● **PROBLEM REQUIREMENTS**: Copy every line of the records that includes the word "white".

● **INFORMATION**:
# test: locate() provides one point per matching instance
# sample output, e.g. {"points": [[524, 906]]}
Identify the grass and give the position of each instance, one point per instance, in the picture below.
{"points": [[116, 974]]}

==

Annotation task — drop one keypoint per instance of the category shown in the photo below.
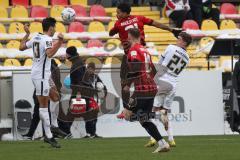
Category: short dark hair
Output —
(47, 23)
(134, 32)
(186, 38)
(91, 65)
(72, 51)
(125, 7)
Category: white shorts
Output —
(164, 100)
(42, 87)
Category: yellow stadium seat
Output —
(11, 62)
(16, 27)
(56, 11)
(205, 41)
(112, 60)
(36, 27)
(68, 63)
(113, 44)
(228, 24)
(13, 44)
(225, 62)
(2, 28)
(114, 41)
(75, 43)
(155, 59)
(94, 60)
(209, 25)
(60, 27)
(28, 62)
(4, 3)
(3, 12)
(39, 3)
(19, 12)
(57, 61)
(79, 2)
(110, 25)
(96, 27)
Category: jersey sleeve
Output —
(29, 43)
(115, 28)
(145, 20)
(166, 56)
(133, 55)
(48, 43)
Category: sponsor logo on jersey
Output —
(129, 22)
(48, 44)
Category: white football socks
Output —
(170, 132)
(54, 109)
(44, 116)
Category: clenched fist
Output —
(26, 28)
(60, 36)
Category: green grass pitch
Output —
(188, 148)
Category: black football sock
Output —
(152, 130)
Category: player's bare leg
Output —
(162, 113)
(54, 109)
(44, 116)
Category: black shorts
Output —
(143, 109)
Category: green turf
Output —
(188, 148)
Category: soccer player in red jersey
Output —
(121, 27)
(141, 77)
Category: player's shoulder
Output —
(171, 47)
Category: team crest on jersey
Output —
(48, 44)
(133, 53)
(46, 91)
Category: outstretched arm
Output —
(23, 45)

● **FINISHED EXERCISE**:
Category: white shorts
Category: white football socks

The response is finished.